==== Source records

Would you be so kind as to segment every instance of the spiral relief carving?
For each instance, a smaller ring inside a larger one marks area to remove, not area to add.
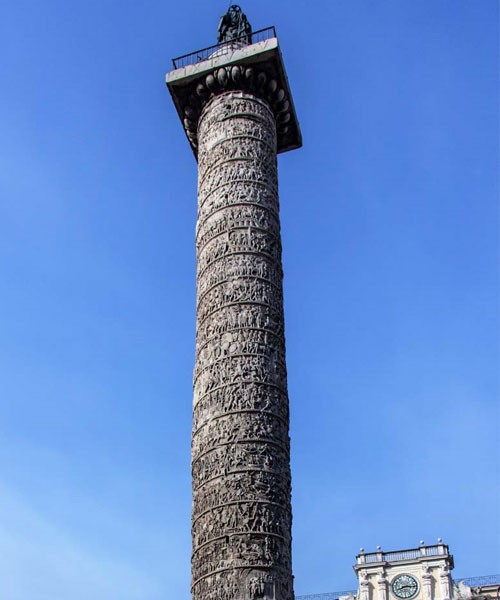
[[[193,600],[294,598],[276,170],[287,110],[275,80],[240,66],[207,75],[185,110],[199,166]]]
[[[292,107],[287,92],[280,87],[278,79],[259,66],[231,65],[216,68],[196,80],[186,94],[182,109],[184,129],[193,149],[196,151],[199,144],[198,121],[203,108],[212,98],[228,91],[247,92],[264,100],[273,112],[278,139],[286,141],[293,127]],[[245,102],[235,101],[232,110],[236,114],[243,114],[246,110],[251,117],[253,107]],[[214,160],[218,160],[219,155],[225,155],[226,158],[236,158],[238,155],[250,157],[248,153],[255,150],[251,143],[252,138],[258,137],[262,130],[259,127],[253,128],[251,123],[248,123],[247,127],[241,126],[240,129],[241,132],[235,130],[235,135],[241,133],[247,140],[242,140],[242,143],[236,146],[219,148],[214,154]],[[220,135],[220,132],[208,133],[205,143],[216,143],[217,135]]]

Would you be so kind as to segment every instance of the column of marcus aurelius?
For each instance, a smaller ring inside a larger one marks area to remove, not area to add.
[[[193,600],[294,598],[276,156],[301,137],[274,29],[246,33],[167,75],[198,161]]]

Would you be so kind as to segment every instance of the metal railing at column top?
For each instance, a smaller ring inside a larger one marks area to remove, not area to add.
[[[276,29],[274,28],[274,26],[266,27],[265,29],[259,29],[258,31],[254,31],[250,35],[242,35],[229,42],[220,42],[219,44],[215,44],[214,46],[208,46],[207,48],[202,48],[201,50],[196,50],[195,52],[190,52],[189,54],[183,54],[182,56],[173,58],[172,63],[174,65],[174,69],[182,69],[183,67],[195,65],[196,63],[201,62],[203,60],[208,60],[212,56],[212,54],[214,54],[218,50],[222,50],[224,47],[227,47],[228,50],[234,50],[238,47],[246,46],[249,44],[257,44],[258,42],[270,40],[271,38],[275,37]]]

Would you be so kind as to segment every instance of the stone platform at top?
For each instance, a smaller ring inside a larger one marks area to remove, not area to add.
[[[272,31],[274,34],[274,28]],[[213,47],[208,58],[167,73],[166,84],[195,157],[201,111],[211,98],[230,91],[252,93],[270,105],[276,118],[278,153],[302,146],[299,122],[275,34],[250,44],[238,44],[238,40],[222,42]]]

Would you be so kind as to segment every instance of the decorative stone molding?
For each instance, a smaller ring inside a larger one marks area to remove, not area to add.
[[[387,578],[384,569],[380,569],[377,574],[377,600],[387,600]]]
[[[359,600],[369,600],[370,598],[370,584],[368,582],[367,572],[365,569],[361,569],[358,571],[358,581],[359,581],[359,592],[358,597]]]
[[[219,67],[200,80],[195,80],[190,88],[191,93],[188,93],[183,107],[183,124],[186,135],[196,150],[198,149],[198,122],[204,107],[212,98],[228,91],[248,92],[269,104],[276,119],[278,143],[290,130],[289,123],[292,116],[287,93],[264,69],[240,65]],[[241,150],[241,147],[235,146],[234,151]]]
[[[277,38],[243,47],[222,46],[208,60],[168,73],[166,82],[195,157],[203,109],[214,97],[234,91],[250,93],[269,105],[278,153],[302,145]]]
[[[439,569],[439,586],[441,588],[442,600],[450,600],[451,597],[451,573],[448,565],[444,563]]]
[[[433,600],[432,574],[431,574],[431,568],[428,564],[422,565],[421,577],[422,577],[422,594],[423,594],[424,600]]]

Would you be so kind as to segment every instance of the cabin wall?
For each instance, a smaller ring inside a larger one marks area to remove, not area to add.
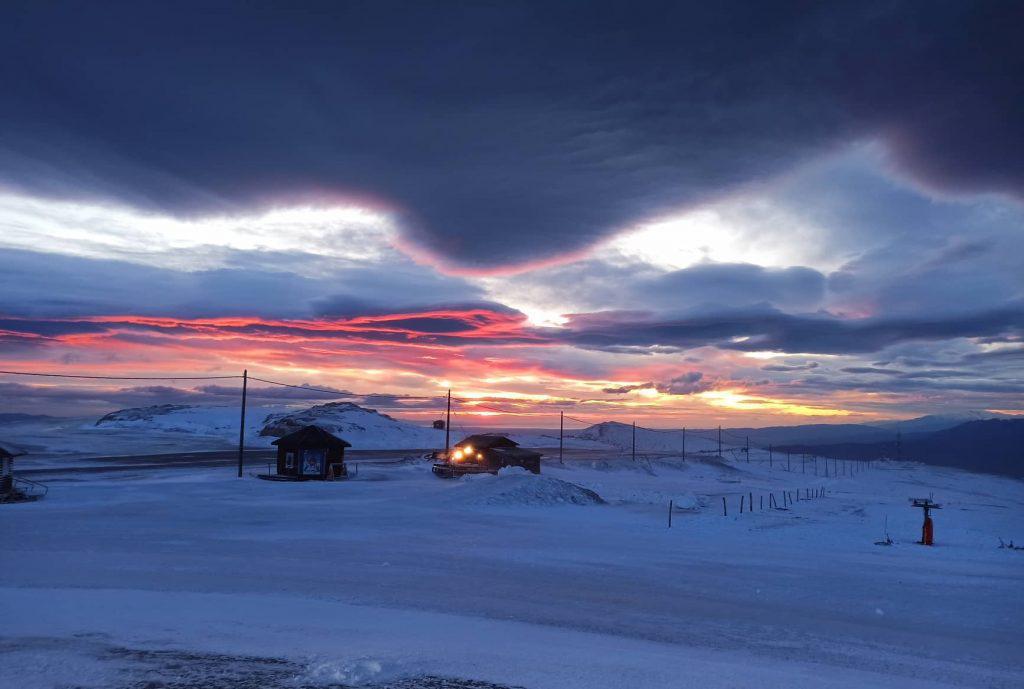
[[[318,456],[323,452],[322,460]],[[292,454],[289,462],[288,454]],[[288,466],[288,464],[291,466]],[[277,473],[281,476],[296,478],[327,478],[332,464],[345,464],[345,449],[328,449],[322,447],[303,447],[286,449],[277,448]],[[317,468],[313,470],[313,467]]]

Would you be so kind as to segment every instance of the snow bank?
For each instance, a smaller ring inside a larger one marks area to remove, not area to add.
[[[465,476],[457,488],[466,505],[600,505],[604,500],[575,483],[507,467],[495,474]]]

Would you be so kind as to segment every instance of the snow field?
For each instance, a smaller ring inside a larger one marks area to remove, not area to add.
[[[24,673],[66,685],[78,667],[81,686],[121,686],[130,663],[83,639],[281,658],[302,668],[298,685],[1024,681],[1024,557],[996,547],[1024,540],[1011,479],[882,463],[826,480],[671,458],[457,481],[427,464],[339,483],[220,469],[70,479],[0,515],[12,689],[30,686]],[[829,497],[732,509],[741,493],[812,485]],[[603,504],[572,499],[583,491]],[[907,498],[930,492],[944,507],[924,548]],[[896,544],[875,546],[886,516]]]

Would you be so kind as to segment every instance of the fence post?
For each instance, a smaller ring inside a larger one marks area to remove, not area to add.
[[[245,393],[249,387],[249,369],[242,371],[242,420],[238,428],[238,478],[242,478],[242,463],[245,457]]]
[[[668,528],[672,528],[672,501],[668,501]]]
[[[724,495],[722,496],[722,516],[723,517],[728,517],[729,516],[729,508],[726,507],[725,496]]]
[[[558,463],[565,464],[562,461],[562,434],[565,432],[565,412],[558,412]]]
[[[740,514],[743,514],[743,499],[745,497],[747,497],[747,496],[746,495],[741,495],[740,496]]]

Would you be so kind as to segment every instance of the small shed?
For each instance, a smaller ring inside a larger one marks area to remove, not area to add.
[[[539,474],[542,456],[534,450],[519,447],[519,443],[508,436],[478,433],[456,443],[447,457],[434,464],[433,472],[448,478],[463,474],[493,474],[504,467],[522,467]]]
[[[319,426],[304,426],[275,440],[277,476],[292,481],[346,478],[345,448],[351,443]]]
[[[0,502],[26,502],[46,495],[46,484],[27,478],[14,478],[14,458],[25,454],[0,445]]]
[[[14,491],[14,453],[0,446],[0,495]]]

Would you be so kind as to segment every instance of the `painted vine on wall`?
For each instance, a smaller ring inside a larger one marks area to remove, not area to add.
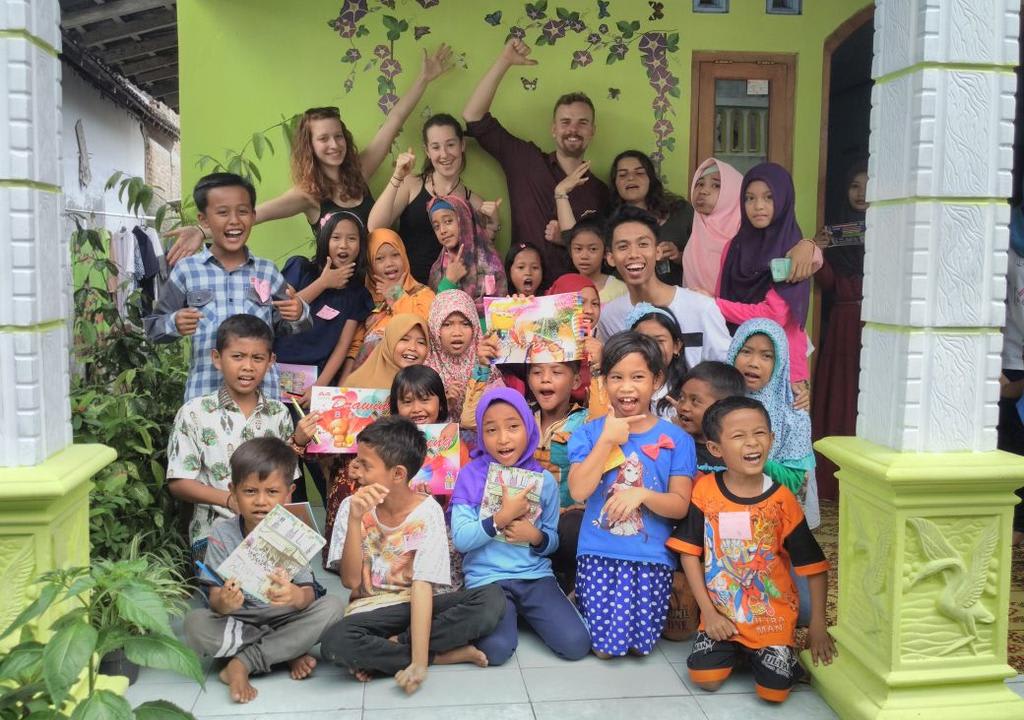
[[[408,1],[408,0],[407,0]],[[415,0],[420,7],[430,9],[440,4],[440,0]],[[612,0],[596,0],[592,11],[581,12],[565,7],[549,8],[547,0],[537,0],[523,4],[522,13],[509,21],[506,29],[505,42],[516,37],[537,47],[558,46],[565,49],[564,62],[569,70],[587,67],[594,62],[595,56],[603,57],[606,65],[614,65],[626,61],[628,57],[639,59],[644,69],[647,82],[654,91],[651,101],[652,124],[654,135],[654,152],[651,159],[661,173],[661,163],[665,152],[675,149],[675,126],[672,118],[676,115],[673,102],[682,95],[679,78],[672,72],[671,61],[679,51],[679,33],[654,29],[652,23],[663,19],[664,5],[660,2],[648,2],[650,14],[646,18],[621,17],[613,12]],[[635,10],[637,3],[623,3],[623,6]],[[401,19],[397,13],[396,0],[378,0],[370,7],[367,0],[344,0],[337,17],[330,19],[327,26],[347,43],[341,62],[351,66],[344,80],[345,92],[355,87],[357,77],[369,74],[376,69],[377,75],[377,106],[387,114],[398,102],[395,78],[402,73],[402,65],[395,57],[395,43],[410,30],[409,23]],[[485,13],[481,22],[491,29],[502,28],[512,13],[505,9],[496,9]],[[379,18],[380,25],[377,25]],[[486,28],[485,28],[486,29]],[[370,39],[380,37],[378,30],[383,31],[386,43]],[[412,28],[414,41],[419,41],[430,34],[429,25],[417,25]],[[363,42],[359,42],[363,39]],[[457,62],[466,67],[465,54],[456,56]],[[366,60],[364,62],[364,59]],[[538,78],[521,76],[522,92],[533,92],[537,89]],[[622,94],[620,88],[609,87],[608,99],[618,100]]]

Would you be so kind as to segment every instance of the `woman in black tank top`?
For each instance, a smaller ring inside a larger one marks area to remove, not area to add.
[[[398,156],[395,172],[374,203],[367,227],[390,227],[398,220],[398,234],[405,243],[412,276],[427,283],[430,266],[441,254],[441,244],[427,215],[430,201],[435,196],[464,197],[491,238],[498,230],[498,212],[493,202],[484,202],[462,182],[466,142],[458,120],[446,113],[429,118],[423,124],[423,147],[426,158],[419,175],[410,172],[416,159],[413,153]]]
[[[283,195],[256,206],[255,223],[280,220],[298,214],[317,229],[324,215],[338,209],[349,210],[364,221],[373,207],[373,196],[367,184],[387,157],[402,125],[433,80],[449,70],[452,51],[442,44],[433,55],[424,55],[423,69],[412,87],[388,113],[384,124],[360,153],[352,133],[341,120],[336,107],[310,108],[302,114],[292,139],[293,185]],[[191,255],[203,244],[198,226],[169,232],[175,239],[167,260],[174,264]]]

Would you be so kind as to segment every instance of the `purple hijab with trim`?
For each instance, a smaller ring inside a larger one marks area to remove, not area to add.
[[[771,223],[763,230],[750,223],[745,210],[742,212],[739,232],[729,243],[728,254],[722,264],[721,285],[718,296],[723,300],[742,303],[759,303],[768,290],[782,296],[796,321],[803,325],[807,320],[807,306],[811,298],[810,279],[798,283],[774,282],[771,260],[785,257],[786,253],[803,238],[796,222],[796,193],[793,178],[784,167],[776,163],[761,163],[743,176],[740,188],[740,207],[747,188],[755,180],[768,185],[772,191],[775,214]]]
[[[526,398],[512,388],[498,387],[488,390],[476,406],[476,448],[472,452],[473,459],[459,472],[459,479],[455,482],[455,491],[452,493],[452,505],[479,505],[483,498],[484,485],[487,484],[487,468],[492,462],[497,462],[484,447],[484,413],[496,402],[505,402],[514,407],[526,428],[526,449],[514,467],[533,472],[544,470],[541,464],[533,459],[533,454],[540,444],[540,428],[537,427],[530,406],[526,404]]]

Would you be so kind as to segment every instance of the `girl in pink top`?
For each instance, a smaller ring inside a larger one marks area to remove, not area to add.
[[[683,250],[683,285],[715,295],[722,256],[740,229],[740,187],[743,175],[728,163],[708,158],[690,186],[693,229]]]

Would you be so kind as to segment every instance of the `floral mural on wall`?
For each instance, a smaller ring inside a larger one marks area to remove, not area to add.
[[[327,23],[347,44],[341,57],[342,63],[351,66],[344,81],[345,91],[351,92],[358,77],[376,69],[377,105],[385,114],[398,102],[395,79],[401,75],[402,65],[395,57],[395,43],[410,30],[409,22],[402,19],[401,8],[397,6],[412,2],[377,0],[370,7],[368,0],[344,0],[337,17]],[[437,7],[440,0],[415,0],[415,3],[430,9]],[[510,12],[506,4],[501,3],[502,7],[481,14],[480,21],[485,29],[503,29],[505,42],[516,37],[534,47],[564,49],[564,62],[569,70],[585,68],[602,59],[606,65],[614,65],[636,58],[648,86],[654,91],[650,105],[654,136],[651,159],[661,173],[665,153],[674,151],[676,144],[674,101],[682,92],[679,77],[673,73],[671,65],[673,55],[679,51],[679,33],[654,27],[663,18],[661,2],[648,2],[646,8],[638,2],[618,4],[626,8],[628,17],[615,16],[614,0],[596,0],[592,9],[586,11],[562,6],[552,8],[548,0],[536,0],[523,3],[520,13]],[[638,13],[641,8],[643,12]],[[412,28],[414,41],[429,34],[427,25]],[[371,35],[373,38],[383,35],[386,43],[370,40]],[[457,62],[466,67],[465,55],[457,56]],[[520,80],[523,91],[537,89],[536,77],[524,76]],[[608,99],[617,100],[621,96],[621,88],[608,88]]]

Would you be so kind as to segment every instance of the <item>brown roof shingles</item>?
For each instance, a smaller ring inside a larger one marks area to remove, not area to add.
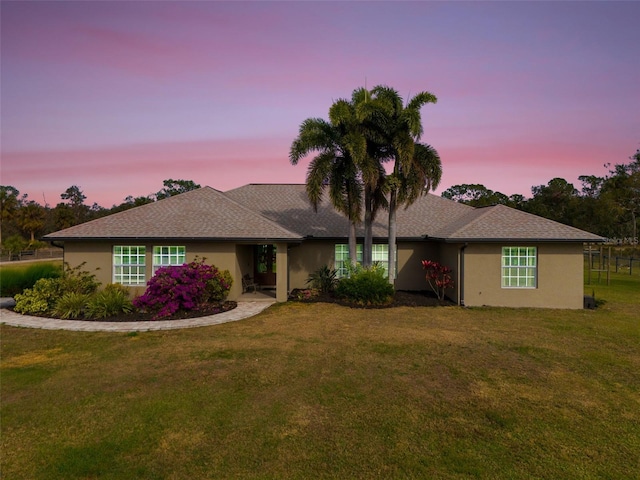
[[[300,236],[211,187],[76,225],[44,237],[300,240]]]
[[[476,208],[437,231],[448,241],[569,241],[599,242],[603,238],[583,230],[505,205]]]
[[[504,205],[474,208],[435,195],[398,210],[398,238],[445,241],[597,242],[601,237]],[[46,235],[72,239],[282,240],[345,238],[348,220],[324,199],[314,212],[304,185],[251,184],[228,192],[210,187],[169,197]],[[359,228],[358,235],[362,236]],[[387,236],[387,212],[373,227]]]

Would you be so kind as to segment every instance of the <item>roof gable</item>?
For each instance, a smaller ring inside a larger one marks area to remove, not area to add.
[[[51,233],[44,238],[294,240],[300,236],[238,204],[222,192],[203,187]]]
[[[475,208],[434,237],[454,241],[599,242],[602,237],[505,205]]]

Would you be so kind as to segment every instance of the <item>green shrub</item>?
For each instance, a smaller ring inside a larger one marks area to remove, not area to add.
[[[321,293],[333,292],[337,282],[337,273],[335,269],[329,268],[328,265],[323,265],[309,275],[307,285],[310,284],[311,288],[319,290]]]
[[[33,288],[41,278],[57,278],[60,275],[61,266],[51,262],[3,266],[0,268],[0,296],[13,297],[27,288]]]
[[[85,315],[87,318],[106,318],[132,311],[133,304],[127,288],[119,283],[110,283],[89,298]]]
[[[64,272],[60,277],[63,292],[94,293],[98,290],[100,282],[94,274],[82,270],[84,265],[85,262],[71,268],[68,263],[64,264]]]
[[[82,270],[83,264],[70,268],[65,264],[64,273],[58,278],[41,278],[33,288],[15,296],[15,311],[26,314],[53,313],[56,302],[69,293],[93,294],[99,283],[95,275]]]
[[[53,314],[59,318],[80,318],[89,298],[88,293],[67,292],[56,301]]]
[[[11,258],[12,255],[16,255],[22,250],[25,250],[27,245],[29,245],[29,242],[20,235],[11,235],[2,242],[2,250],[6,251],[9,254],[9,258]]]
[[[360,268],[336,286],[336,295],[358,305],[388,305],[393,301],[394,289],[380,267]]]
[[[229,270],[218,270],[216,267],[213,268],[215,271],[214,276],[207,281],[207,301],[221,302],[229,295],[229,291],[233,285],[233,277]]]
[[[19,313],[44,314],[53,310],[62,293],[59,278],[41,278],[33,288],[27,288],[15,296],[14,310]]]

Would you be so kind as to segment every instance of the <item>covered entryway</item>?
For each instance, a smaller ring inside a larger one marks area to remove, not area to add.
[[[247,276],[248,281],[256,285],[255,289],[240,288],[238,295],[246,295],[248,292],[255,299],[256,296],[260,296],[254,295],[254,292],[257,292],[265,297],[276,298],[278,302],[287,301],[289,282],[286,243],[238,244],[236,258],[237,278],[242,279]]]
[[[253,278],[260,288],[276,288],[276,253],[275,245],[254,245]]]

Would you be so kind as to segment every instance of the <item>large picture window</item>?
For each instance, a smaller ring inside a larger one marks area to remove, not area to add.
[[[145,285],[146,248],[143,246],[113,247],[113,283],[122,285]]]
[[[184,265],[186,263],[186,248],[173,246],[153,247],[153,273],[160,267]]]
[[[536,247],[502,247],[502,288],[536,288]]]

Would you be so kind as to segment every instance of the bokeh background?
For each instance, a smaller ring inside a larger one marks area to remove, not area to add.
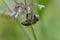
[[[28,3],[32,0],[26,1]],[[42,10],[34,8],[40,15],[40,21],[32,25],[37,40],[60,40],[60,0],[33,0],[33,2],[45,5]],[[30,26],[23,26],[14,18],[4,15],[5,10],[12,10],[14,6],[14,0],[0,0],[0,40],[34,40]],[[19,22],[24,19],[23,16]]]

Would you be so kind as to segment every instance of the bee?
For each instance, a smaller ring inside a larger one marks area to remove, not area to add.
[[[33,13],[27,13],[26,14],[26,20],[22,22],[21,24],[24,26],[30,26],[32,24],[36,24],[36,22],[39,21],[39,16]]]

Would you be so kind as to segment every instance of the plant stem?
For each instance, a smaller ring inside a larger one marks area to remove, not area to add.
[[[33,2],[33,0],[32,0],[32,2]],[[26,6],[26,0],[24,0],[24,3],[25,3],[25,6]],[[27,11],[27,10],[26,10],[26,11]],[[31,25],[31,30],[32,30],[32,33],[33,33],[34,39],[35,39],[35,40],[37,40],[37,38],[36,38],[36,35],[35,35],[35,32],[34,32],[34,29],[33,29],[32,25]]]
[[[32,0],[32,2],[33,2],[33,0]],[[31,7],[31,9],[33,10],[32,7]],[[33,33],[34,39],[37,40],[37,37],[36,37],[36,34],[35,34],[35,32],[34,32],[34,28],[33,28],[32,25],[31,25],[31,30],[32,30],[32,33]]]
[[[32,33],[33,33],[33,36],[34,36],[34,40],[37,40],[36,38],[36,35],[35,35],[35,32],[34,32],[34,29],[33,29],[33,26],[31,25],[31,30],[32,30]]]
[[[26,6],[26,0],[24,0],[25,6]]]

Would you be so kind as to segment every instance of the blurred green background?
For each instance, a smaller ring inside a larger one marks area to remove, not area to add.
[[[28,3],[32,0],[26,1]],[[32,25],[37,40],[60,40],[60,0],[33,0],[33,2],[45,5],[43,10],[34,8],[40,15],[40,21]],[[30,26],[23,26],[14,18],[3,15],[3,11],[12,10],[14,6],[14,0],[0,0],[0,40],[35,40]]]

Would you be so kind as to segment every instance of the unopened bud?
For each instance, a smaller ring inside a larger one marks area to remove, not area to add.
[[[14,14],[16,14],[16,12],[15,12],[15,11],[13,11],[13,12],[10,14],[10,16],[13,16]]]
[[[22,8],[19,8],[19,9],[18,9],[18,12],[17,12],[17,13],[16,13],[16,15],[15,15],[15,18],[17,18],[17,17],[18,17],[18,15],[20,15],[20,16],[21,16],[22,11],[23,11],[23,9],[22,9]]]
[[[4,12],[6,15],[11,15],[11,12],[9,12],[9,11],[5,11]]]
[[[31,8],[30,7],[27,7],[27,12],[31,13]]]
[[[15,18],[17,18],[17,17],[18,17],[18,14],[19,14],[19,13],[16,13]]]
[[[44,6],[44,5],[39,5],[39,4],[38,4],[38,8],[39,8],[39,9],[42,9],[42,8],[45,8],[45,6]]]

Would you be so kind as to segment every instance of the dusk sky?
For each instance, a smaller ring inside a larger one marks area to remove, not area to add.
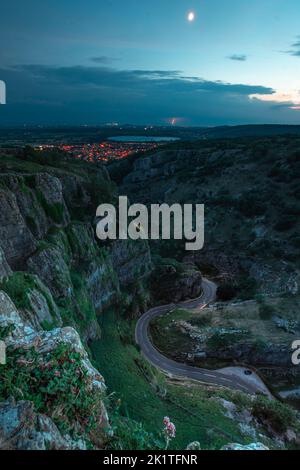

========

*Task directions:*
All lines above in which the word "background" occurs should be identified and copied.

*Output for this exercise:*
Would you be so kind as to segment every instance of the bokeh background?
Would you be so kind as to segment every instance of the blurred green background?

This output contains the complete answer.